Stored data entries

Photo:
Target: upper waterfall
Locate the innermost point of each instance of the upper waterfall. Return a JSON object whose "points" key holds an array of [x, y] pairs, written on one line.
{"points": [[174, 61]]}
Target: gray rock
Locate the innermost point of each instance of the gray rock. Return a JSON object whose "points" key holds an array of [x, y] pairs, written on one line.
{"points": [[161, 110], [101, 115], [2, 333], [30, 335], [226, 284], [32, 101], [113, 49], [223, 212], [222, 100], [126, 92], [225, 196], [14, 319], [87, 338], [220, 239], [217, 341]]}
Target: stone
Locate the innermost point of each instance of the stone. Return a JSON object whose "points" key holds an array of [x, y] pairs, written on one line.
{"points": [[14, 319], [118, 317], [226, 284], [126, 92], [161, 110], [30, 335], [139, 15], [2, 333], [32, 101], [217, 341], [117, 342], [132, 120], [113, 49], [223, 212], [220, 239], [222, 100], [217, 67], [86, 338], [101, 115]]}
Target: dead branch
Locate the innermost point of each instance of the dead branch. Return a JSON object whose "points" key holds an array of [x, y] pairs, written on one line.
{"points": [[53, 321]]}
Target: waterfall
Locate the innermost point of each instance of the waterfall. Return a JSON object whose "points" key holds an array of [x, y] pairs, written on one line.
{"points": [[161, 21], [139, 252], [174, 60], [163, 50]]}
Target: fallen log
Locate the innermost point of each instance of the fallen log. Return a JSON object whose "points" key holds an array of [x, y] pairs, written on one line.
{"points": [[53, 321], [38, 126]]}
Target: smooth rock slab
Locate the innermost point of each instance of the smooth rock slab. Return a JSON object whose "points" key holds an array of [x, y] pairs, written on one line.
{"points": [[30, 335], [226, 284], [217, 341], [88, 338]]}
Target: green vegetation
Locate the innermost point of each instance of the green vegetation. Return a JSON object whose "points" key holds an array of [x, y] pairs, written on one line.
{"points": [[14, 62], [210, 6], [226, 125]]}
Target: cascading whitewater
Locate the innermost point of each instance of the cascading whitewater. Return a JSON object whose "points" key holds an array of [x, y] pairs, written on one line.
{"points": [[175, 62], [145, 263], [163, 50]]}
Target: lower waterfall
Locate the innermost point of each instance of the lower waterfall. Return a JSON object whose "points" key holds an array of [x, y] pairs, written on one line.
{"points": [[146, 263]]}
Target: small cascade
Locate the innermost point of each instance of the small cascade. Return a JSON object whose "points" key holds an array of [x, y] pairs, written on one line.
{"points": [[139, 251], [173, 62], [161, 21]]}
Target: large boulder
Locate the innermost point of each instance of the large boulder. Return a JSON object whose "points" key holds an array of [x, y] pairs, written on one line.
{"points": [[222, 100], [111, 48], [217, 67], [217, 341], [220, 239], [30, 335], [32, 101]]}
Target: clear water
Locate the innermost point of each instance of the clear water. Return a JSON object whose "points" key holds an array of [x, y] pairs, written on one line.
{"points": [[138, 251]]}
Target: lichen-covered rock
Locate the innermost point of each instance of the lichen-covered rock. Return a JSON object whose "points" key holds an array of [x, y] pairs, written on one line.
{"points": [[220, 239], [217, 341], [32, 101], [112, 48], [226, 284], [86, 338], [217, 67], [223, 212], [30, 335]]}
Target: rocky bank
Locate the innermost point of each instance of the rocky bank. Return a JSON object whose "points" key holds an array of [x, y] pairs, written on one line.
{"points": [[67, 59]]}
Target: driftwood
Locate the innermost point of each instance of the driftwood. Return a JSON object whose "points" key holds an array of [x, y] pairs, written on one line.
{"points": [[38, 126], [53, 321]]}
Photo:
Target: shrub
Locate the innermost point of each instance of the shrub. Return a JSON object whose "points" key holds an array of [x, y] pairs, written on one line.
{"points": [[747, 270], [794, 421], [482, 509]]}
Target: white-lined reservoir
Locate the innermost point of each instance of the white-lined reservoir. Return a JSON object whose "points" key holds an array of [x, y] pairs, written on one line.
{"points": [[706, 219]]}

_Your assignment_. Above are the records; repeat exactly the lines from the one holding "Target: upper waterfall" down to the one holding "Target: stone", end lines included.

_The answer_.
Target: upper waterfall
Locate the innermost point of each instance of the upper waterfall. Return a JSON object whose "points" key holds an array of [x, y] pairs, written on one line.
{"points": [[174, 61]]}
Target: gray rock
Locate the innermost point of each instance of the gray rock. Return a JSON object whose "points" key holds an array of [x, y] pairs, written on one line.
{"points": [[161, 110], [101, 115], [2, 333], [30, 335], [226, 284], [32, 101], [113, 49], [223, 212], [222, 100], [126, 92], [225, 196], [14, 319], [87, 338], [220, 239], [217, 341]]}
Target: stone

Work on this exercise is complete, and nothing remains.